● **Aim**
Extract every row below that contains the word "Lookup". Capitalization must match.

•••••

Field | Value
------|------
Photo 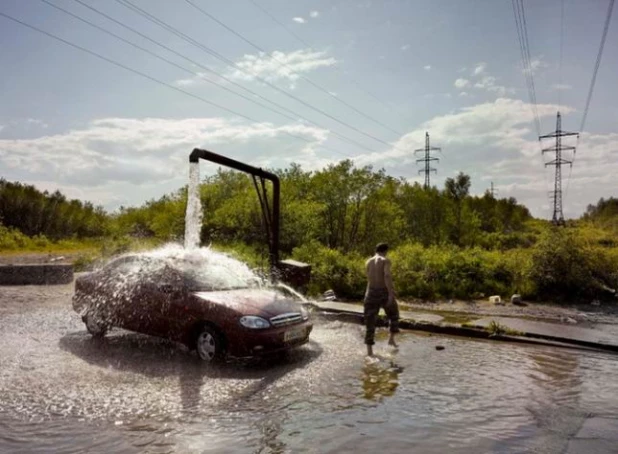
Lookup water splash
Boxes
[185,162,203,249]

•••••

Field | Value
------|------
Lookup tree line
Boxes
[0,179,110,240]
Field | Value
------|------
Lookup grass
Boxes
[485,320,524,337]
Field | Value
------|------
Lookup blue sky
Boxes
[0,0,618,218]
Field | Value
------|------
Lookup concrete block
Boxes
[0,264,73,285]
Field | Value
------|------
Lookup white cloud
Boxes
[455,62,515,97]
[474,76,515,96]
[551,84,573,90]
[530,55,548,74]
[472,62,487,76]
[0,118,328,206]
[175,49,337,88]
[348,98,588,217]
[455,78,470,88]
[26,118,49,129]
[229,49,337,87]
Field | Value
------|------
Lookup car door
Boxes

•••••

● **Task solution**
Lookup water splash
Lookup tree line
Lookup grass
Lookup blue sky
Lookup concrete block
Lookup white cloud
Lookup car door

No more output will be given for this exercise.